# DATASET RECORDS:
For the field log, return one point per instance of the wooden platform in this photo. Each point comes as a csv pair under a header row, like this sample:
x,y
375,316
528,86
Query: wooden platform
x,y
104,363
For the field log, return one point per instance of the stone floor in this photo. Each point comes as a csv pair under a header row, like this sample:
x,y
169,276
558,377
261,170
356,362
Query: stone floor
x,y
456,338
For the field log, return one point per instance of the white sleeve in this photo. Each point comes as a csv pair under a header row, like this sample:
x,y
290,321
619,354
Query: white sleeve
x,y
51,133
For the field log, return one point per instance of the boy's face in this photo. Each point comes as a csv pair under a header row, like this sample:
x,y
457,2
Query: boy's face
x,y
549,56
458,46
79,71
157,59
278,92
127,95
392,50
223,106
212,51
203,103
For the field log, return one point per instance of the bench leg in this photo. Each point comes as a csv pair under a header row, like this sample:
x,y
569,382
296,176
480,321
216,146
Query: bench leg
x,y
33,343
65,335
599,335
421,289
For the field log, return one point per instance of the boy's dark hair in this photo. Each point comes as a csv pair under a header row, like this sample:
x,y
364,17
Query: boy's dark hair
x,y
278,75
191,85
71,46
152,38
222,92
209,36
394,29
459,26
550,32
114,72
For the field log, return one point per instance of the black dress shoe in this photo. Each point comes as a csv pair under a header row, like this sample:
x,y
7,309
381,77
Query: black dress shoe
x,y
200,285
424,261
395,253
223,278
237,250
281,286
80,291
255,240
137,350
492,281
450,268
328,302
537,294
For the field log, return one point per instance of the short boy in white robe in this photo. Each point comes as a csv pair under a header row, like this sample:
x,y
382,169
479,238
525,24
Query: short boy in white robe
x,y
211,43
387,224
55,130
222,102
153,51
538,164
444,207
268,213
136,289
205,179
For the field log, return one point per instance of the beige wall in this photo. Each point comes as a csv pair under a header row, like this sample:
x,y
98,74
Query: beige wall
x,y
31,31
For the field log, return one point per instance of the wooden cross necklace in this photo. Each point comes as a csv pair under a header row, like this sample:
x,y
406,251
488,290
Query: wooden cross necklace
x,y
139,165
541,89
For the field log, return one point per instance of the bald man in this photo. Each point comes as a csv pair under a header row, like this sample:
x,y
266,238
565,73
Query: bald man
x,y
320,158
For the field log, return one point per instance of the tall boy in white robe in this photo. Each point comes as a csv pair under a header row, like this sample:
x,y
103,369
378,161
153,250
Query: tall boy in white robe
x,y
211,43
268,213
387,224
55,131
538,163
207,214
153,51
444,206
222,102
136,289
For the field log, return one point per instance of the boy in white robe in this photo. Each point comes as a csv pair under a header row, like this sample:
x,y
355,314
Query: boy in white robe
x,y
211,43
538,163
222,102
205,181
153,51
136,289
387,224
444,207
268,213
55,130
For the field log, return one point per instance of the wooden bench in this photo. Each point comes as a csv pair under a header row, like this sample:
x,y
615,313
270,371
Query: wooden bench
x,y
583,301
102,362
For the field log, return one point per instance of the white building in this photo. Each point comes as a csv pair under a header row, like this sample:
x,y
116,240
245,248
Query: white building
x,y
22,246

# WORK TO BE COMPLETED:
Repeat all of the data exactly.

# EXERCISE RESPONSE:
For the field log, return one point per instance of the wooden platform in this photo. Each point comes as a csv pair under a header row, like this sample:
x,y
375,316
528,86
Query: wooden platform
x,y
104,363
For the field log, return one point per instance of the stone floor in this photo. Each point comes as a csv pair under a header row, like this sample:
x,y
169,276
558,377
261,170
356,362
Query: stone floor
x,y
456,338
For the field log, return one point per instance of the white sleeve in this photo. Each point comes as a csv pair under a header row, like this sample:
x,y
290,321
619,354
Query: white sleeve
x,y
51,133
For the field log, return one point per instance of the boy's face in this photo. Each point comes as a csv pair under a header row, like this sample:
x,y
457,2
Query: boy's face
x,y
549,56
458,46
79,71
157,59
278,92
127,95
392,50
223,106
212,51
203,103
For the field log, return one point per instance of the bench leg in this photo. Each point comes as a csv pair under a header row, like this sample:
x,y
569,382
296,176
480,321
216,146
Query: bench leg
x,y
33,343
65,335
599,335
421,289
For the field log, return one point per instance of the boy's dark hair in this photo. Each point comes as a csv pair under a header row, like this sample:
x,y
364,17
Query: boy's dark hair
x,y
278,75
191,85
71,46
152,38
222,92
209,36
394,29
459,26
550,32
114,72
For the field log, return one point per instance of the black dress shoe in this photo. Each point comes as a csv pair under a header row, like this sample:
x,y
7,309
381,77
Query: black dress shoe
x,y
200,285
424,261
395,253
223,278
237,250
281,286
80,291
255,240
137,350
492,281
450,268
328,302
537,294
For the field log, return one point per instance of the short boy in white robe in this photo. Each point comes as a csv pair under a header row, like this sample:
x,y
382,169
479,238
525,24
Query: short boy in white robe
x,y
211,43
387,224
55,130
222,102
153,51
538,164
444,207
268,213
136,289
205,179
For the field log, return one point per instance of the beige wall in this photo. Each point comes as a csv pair under a header row, like this sample:
x,y
98,74
Query: beige wall
x,y
31,31
For the field log, return one point per instance of the wooden cross necklace in this photo. Each point comes as a csv pair under a header row, like this sample:
x,y
406,251
488,290
Query: wooden cross necklace
x,y
139,165
541,89
For the field log, return one point per instance of the bald man in this photo. Each point comes as a csv pair under a header row, like this sample:
x,y
266,238
565,73
Query: bald man
x,y
320,158
For the field log, return one point per instance of the tall boy in white robe in this photo. Each point comes as a csv pair under a header row, like this sample:
x,y
103,369
378,161
153,250
Query: tall boy in white robe
x,y
211,43
268,213
387,224
55,131
538,163
207,214
153,51
444,206
222,102
136,289
For the field log, return one point per instance of the boy in white robe in this photo. Each point comes as a csv pair under a header row, like this sample:
x,y
355,314
Query: boy in white robe
x,y
211,43
538,163
222,102
205,181
153,51
136,289
387,224
444,207
268,213
55,130
For the field log, return one point per instance of the wooden bench in this photo. Each point comes as a csv pair under a header row, like this sample:
x,y
615,313
270,371
Query: wooden bench
x,y
583,301
102,362
For the field log, return one point per instance of the white building in this photo. Each point comes as a csv pair under a header row, like this sample:
x,y
116,240
245,248
Query: white building
x,y
22,246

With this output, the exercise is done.